Task input –
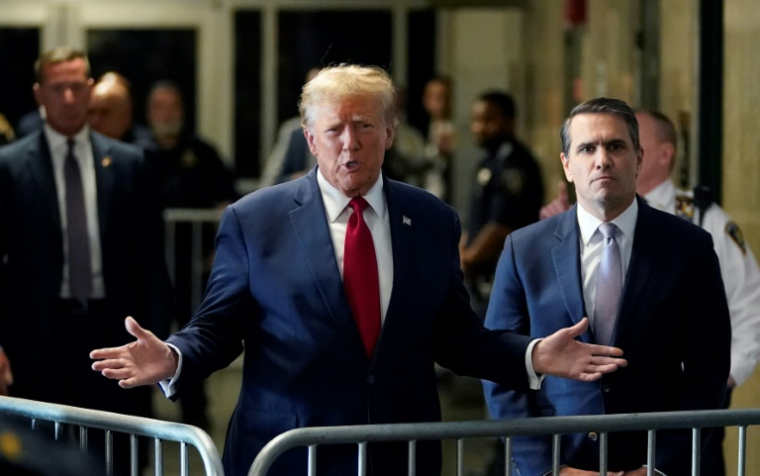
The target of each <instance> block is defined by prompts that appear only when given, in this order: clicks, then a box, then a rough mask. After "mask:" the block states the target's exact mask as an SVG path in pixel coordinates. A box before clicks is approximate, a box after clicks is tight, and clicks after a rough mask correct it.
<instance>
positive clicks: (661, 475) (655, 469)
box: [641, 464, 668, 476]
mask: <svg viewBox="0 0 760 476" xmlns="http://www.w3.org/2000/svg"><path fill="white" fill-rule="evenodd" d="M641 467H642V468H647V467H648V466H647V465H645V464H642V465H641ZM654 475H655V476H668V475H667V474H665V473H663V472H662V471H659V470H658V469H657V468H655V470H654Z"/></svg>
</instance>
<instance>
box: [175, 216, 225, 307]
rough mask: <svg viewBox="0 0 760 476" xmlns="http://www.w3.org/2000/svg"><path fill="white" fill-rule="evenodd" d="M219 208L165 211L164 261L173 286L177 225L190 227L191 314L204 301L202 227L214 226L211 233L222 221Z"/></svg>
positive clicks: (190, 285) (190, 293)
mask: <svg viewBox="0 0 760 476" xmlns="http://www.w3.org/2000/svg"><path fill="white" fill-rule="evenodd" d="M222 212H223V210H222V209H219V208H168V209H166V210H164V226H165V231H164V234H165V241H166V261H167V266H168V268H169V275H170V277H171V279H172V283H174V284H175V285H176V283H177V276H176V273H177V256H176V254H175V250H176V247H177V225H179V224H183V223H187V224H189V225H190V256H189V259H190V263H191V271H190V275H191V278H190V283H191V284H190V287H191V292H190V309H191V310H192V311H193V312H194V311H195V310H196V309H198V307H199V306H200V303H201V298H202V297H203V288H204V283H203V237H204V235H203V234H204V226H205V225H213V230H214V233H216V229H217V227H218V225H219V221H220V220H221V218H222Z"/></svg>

What the task asks –
Rewrite every line of the records above as a JSON list of strings, one string per line, skipping blank lines and leaving out the pictures.

Task solution –
[
  "The target of each <instance> block is defined by prompts that appear only when given, in this order: clicks, then a box, then a rough mask. After \"mask:\" the block states the target's exact mask as an SVG path in pixel coordinates. A box before clicks is approximate, a box after clicks is tight, and clicks after a rough mask correct it.",
  "<instance>",
  "positive clicks: (661, 475) (655, 469)",
  "box: [641, 464, 668, 476]",
  "mask: <svg viewBox=\"0 0 760 476\" xmlns=\"http://www.w3.org/2000/svg\"><path fill=\"white\" fill-rule=\"evenodd\" d=\"M641 467H642V468H647V467H648V466H647V465H645V464H642V465H641ZM654 475H655V476H668V475H667V474H665V473H663V472H662V471H659V470H658V469H657V468H655V470H654Z\"/></svg>",
  "</instance>",
  "<instance>",
  "box: [175, 216, 225, 307]",
  "rough mask: <svg viewBox=\"0 0 760 476\" xmlns=\"http://www.w3.org/2000/svg\"><path fill=\"white\" fill-rule=\"evenodd\" d=\"M219 208L165 211L164 261L173 286L177 225L190 227L191 314L204 301L202 227L214 226L211 233L222 221Z\"/></svg>",
  "positive clicks: (190, 285) (190, 293)",
  "mask: <svg viewBox=\"0 0 760 476\" xmlns=\"http://www.w3.org/2000/svg\"><path fill=\"white\" fill-rule=\"evenodd\" d=\"M222 212H223V210H222V209H219V208H168V209H166V210H164V226H165V231H164V234H165V241H166V261H167V266H168V268H169V275H170V277H171V279H172V283H174V284H175V285H176V283H177V276H176V273H177V256H176V254H175V250H176V247H177V225H179V224H183V223H187V224H189V225H190V256H189V259H190V263H191V271H190V275H191V278H190V283H191V284H190V287H191V292H190V309H191V310H192V311H193V312H194V311H195V310H196V309H198V307H199V306H200V303H201V298H202V297H203V288H204V283H203V237H204V235H203V234H204V226H205V225H213V230H214V233H216V229H217V227H218V225H219V221H220V220H221V218H222Z\"/></svg>"
]